Document excerpt:

○ ○ ○ ○ ○ ○ ○

A variety of newspapers throughout the world have indicated that the explanation for rising oil prices has something to do with the weakening U.S. Dollar. However, when one actually examines the prices of oil versus the exchange rate of the U.S. Dollar for almost every significant currency the parity is not reflected.
The supposed reasoning for increasing oil prices given in many of the articles are that purchasing commodities like oil, gold, etc. are hedges against inflation--supposedly since oil, gold, and other commodities can be converted to other currencies if the U.S. Dollar continues to decline.
If this reasoning stands, then the rate of increase should be roughly equivalent to the most stable currency against the Dollar. After reviewing the currencies of all the G8+5 countries only one that stands most drastically against the U.S. Dollar is the clearly the Euro. No other major currencies from the group selected have performed nearly as well.
The Euro has increased against the U.S. Dollar by 50% since January of 2002 and 18% since January of 2007. However, oil prices have have increased nearly 600% since January of 2002 and more than 100% since January of 2007. There is a correlation; however, it appears that only between 8.33 - 18% of the price of oil can be explained by the currency decline of the Dollar versus the Euro. That amount probably not not significant enough to justify calling it a "cause" of oil's increase.
The relationship between a weakening U.S. Dollar and high oil prices has clearly been overstated. There must be some other rationale keeping the price of oil substantially high. Many articles reason that speculators are keeping the price of oil high. They point to unusually high demand from countries like China and India. Yet demand from China has increased only 9% from April of last year and demand from the U.S., the world's largest oil consumer, has decreased 2% from last year.

○ ○ ○ ○ ○ ○ ○

Exercise task 1:
Using the passage on oil prices and the U.S. Dollar, decide whether each statement agrees with it. Answer yes or no, and quote the exact words of the passage that settle each one.
(a) The Euro has gained 50% against the U.S. Dollar since January of 2002.
(b) Oil demand from the U.S. grew by 9% from the previous year.
(c) Several other major currencies in the group reviewed did about as well as the Euro against the Dollar.

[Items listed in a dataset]

○ ○ ○ ○ ○ ○ ○

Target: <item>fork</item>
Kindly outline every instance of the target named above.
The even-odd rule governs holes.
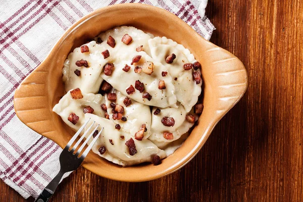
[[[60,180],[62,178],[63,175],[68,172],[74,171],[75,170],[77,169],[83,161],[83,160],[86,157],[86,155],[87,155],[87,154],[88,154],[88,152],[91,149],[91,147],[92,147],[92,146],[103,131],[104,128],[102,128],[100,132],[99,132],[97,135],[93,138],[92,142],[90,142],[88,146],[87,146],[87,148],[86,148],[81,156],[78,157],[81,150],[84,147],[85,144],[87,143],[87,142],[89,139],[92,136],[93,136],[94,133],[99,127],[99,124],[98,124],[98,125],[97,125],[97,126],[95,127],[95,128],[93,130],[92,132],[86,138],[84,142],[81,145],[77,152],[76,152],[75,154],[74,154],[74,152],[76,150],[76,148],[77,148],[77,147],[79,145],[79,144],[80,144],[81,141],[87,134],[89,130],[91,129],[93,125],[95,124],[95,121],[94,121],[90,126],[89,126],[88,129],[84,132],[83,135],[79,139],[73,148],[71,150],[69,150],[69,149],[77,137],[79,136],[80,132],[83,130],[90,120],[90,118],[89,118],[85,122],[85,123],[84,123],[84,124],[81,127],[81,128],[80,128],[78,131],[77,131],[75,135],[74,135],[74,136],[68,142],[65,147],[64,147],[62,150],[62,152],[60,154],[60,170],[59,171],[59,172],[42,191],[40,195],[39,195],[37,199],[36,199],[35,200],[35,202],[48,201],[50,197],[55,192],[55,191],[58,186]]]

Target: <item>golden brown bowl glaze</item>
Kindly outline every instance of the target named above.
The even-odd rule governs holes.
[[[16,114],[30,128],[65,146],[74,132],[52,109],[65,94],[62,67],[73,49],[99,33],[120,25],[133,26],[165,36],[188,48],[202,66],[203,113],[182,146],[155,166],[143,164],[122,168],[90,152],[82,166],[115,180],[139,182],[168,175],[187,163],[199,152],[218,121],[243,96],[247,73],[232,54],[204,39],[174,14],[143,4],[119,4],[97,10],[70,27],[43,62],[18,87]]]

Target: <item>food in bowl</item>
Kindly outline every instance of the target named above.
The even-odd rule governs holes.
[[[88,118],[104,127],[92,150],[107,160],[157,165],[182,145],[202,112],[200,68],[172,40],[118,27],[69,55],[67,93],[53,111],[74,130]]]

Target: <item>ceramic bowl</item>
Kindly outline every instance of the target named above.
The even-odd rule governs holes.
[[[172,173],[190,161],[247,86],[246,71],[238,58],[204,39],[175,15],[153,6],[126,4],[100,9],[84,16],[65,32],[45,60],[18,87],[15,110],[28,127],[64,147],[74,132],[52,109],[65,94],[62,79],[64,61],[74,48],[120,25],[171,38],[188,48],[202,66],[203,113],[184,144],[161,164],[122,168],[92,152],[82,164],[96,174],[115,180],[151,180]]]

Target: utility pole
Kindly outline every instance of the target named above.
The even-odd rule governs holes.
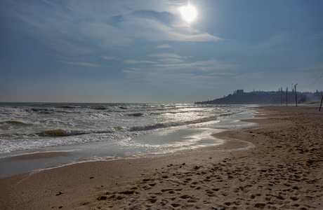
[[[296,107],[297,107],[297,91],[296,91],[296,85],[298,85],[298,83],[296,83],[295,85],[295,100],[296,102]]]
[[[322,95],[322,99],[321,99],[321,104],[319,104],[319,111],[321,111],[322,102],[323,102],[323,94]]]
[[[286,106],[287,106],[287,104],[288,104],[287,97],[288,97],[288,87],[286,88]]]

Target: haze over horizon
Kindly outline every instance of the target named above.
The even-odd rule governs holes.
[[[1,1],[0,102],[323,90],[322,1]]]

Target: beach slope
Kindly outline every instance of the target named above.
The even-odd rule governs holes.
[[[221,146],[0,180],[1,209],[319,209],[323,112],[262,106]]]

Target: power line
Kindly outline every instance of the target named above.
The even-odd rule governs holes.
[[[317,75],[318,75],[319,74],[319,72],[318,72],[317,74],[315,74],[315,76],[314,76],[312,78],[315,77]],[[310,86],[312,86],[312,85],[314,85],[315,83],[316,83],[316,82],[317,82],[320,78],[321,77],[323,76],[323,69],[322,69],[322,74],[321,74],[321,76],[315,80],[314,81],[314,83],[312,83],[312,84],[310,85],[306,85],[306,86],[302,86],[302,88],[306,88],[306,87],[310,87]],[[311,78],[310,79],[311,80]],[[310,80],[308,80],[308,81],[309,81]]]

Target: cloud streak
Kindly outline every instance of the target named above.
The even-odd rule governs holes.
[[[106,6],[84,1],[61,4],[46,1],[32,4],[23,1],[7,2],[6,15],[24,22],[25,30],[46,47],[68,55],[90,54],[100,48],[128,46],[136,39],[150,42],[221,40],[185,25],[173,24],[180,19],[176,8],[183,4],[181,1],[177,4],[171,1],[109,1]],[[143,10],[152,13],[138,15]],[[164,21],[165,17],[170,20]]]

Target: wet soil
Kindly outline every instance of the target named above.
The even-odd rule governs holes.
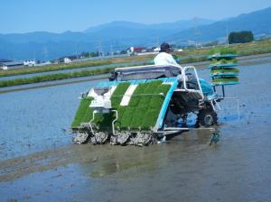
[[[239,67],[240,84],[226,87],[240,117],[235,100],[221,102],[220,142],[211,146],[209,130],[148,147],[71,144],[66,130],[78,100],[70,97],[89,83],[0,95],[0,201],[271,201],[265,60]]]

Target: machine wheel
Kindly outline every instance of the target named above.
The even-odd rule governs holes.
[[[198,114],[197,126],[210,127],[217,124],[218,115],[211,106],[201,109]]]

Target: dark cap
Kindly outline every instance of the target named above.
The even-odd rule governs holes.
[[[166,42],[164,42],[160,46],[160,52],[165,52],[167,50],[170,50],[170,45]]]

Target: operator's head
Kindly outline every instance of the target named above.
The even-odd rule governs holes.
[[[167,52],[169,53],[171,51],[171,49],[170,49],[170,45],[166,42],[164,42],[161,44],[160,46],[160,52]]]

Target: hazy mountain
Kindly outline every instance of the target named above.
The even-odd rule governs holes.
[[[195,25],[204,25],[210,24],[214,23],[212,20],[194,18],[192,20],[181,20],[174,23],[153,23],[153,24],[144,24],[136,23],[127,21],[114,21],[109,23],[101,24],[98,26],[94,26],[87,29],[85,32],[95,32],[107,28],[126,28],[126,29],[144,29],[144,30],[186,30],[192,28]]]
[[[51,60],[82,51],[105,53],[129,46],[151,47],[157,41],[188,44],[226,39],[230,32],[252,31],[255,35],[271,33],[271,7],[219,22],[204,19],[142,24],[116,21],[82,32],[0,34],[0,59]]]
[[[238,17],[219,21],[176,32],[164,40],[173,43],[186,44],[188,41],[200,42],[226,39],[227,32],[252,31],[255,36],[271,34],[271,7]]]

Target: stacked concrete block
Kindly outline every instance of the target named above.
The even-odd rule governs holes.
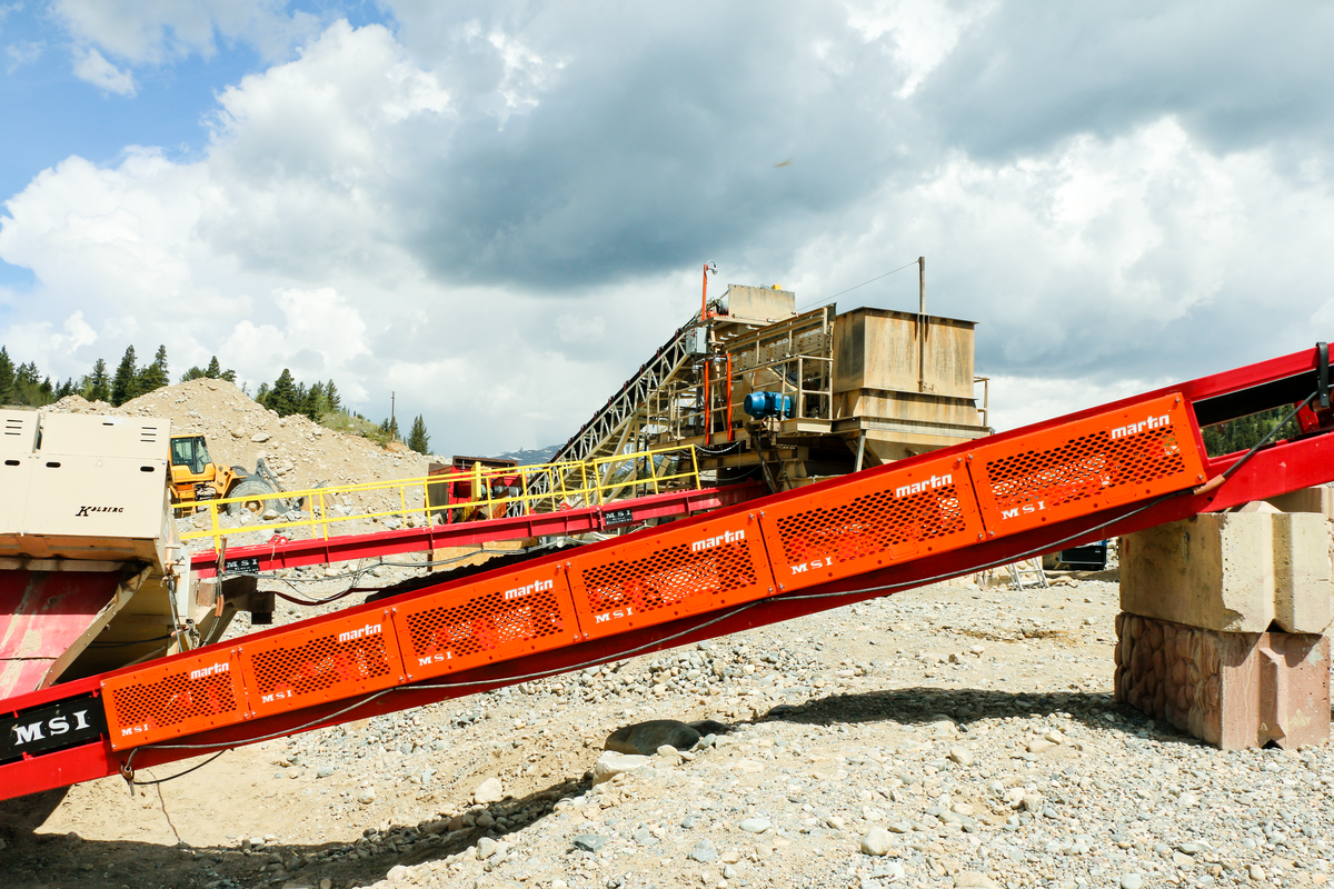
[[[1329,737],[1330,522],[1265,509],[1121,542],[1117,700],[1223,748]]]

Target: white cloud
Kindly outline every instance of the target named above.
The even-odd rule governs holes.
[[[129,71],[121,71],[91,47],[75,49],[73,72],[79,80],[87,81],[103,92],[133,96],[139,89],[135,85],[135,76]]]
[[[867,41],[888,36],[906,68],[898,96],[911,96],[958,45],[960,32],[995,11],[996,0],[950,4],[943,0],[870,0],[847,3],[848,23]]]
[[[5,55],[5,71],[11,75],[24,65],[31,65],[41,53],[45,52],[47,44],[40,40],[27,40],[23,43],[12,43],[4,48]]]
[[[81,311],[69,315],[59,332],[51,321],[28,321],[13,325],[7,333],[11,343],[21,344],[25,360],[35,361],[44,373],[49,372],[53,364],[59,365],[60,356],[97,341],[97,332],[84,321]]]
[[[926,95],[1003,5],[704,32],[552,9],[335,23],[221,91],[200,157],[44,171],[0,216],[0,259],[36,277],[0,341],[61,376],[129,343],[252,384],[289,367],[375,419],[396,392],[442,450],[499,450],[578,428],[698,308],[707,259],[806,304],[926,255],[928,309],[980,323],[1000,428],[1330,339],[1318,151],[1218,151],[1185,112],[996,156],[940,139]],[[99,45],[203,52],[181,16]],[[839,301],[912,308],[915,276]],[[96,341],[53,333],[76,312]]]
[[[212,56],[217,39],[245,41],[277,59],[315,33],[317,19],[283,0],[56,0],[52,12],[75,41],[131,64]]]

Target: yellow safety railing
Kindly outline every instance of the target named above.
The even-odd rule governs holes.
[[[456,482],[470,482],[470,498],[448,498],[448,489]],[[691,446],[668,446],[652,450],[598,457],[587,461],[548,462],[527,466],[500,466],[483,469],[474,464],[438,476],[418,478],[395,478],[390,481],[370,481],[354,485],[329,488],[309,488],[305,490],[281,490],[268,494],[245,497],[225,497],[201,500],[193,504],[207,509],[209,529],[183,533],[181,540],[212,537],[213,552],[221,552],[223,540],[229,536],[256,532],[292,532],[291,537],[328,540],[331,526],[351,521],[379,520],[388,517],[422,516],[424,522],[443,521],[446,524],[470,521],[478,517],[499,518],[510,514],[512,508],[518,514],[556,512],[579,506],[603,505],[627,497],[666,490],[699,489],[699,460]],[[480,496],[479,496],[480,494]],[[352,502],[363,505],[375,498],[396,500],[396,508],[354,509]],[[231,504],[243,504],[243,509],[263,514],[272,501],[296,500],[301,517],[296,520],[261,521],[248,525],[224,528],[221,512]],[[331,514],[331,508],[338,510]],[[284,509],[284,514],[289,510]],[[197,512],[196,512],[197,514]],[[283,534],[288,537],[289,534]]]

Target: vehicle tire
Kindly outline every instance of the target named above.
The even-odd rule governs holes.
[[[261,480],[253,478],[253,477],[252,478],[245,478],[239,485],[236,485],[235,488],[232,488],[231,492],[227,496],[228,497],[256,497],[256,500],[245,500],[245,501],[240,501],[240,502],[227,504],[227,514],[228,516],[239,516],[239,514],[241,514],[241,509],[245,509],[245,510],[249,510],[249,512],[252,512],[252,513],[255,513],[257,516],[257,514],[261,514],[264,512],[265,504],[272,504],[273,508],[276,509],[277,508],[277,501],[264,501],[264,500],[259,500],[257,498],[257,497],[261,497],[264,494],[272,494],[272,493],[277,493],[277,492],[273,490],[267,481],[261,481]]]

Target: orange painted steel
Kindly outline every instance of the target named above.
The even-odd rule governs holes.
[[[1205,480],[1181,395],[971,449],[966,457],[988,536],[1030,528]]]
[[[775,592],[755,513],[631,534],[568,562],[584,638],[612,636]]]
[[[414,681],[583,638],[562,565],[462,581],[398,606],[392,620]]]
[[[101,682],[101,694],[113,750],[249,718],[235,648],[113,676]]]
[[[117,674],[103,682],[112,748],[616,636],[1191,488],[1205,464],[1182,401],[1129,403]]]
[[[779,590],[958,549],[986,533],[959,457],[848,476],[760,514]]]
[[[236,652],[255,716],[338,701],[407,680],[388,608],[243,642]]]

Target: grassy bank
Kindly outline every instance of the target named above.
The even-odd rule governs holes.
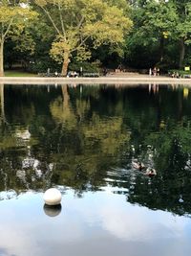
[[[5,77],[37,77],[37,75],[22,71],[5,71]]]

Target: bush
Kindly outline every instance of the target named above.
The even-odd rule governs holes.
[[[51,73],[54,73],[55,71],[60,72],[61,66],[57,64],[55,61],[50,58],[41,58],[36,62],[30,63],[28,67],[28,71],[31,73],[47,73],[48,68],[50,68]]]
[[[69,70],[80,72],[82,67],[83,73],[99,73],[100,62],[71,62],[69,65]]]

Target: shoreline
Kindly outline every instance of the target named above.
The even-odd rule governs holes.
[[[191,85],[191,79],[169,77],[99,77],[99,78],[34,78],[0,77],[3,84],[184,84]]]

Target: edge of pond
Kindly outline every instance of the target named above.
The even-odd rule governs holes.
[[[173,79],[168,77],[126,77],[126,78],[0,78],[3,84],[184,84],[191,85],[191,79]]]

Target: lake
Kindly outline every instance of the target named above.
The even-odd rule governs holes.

○ ○ ○ ○ ○ ○ ○

Exercise task 2:
Pull out every line of the entries that contains the string "cloud". Case counts.

Task output 1:
(a) Yes: "The Euro has increased against the U.S. Dollar by 50% since January of 2002"
(b) No: "demand from the U.S., the world's largest oil consumer, has decreased 2% from last year"
(c) No: "No other major currencies from the group selected have performed nearly as well."

Task output 2:
Target: cloud streak
Target: white cloud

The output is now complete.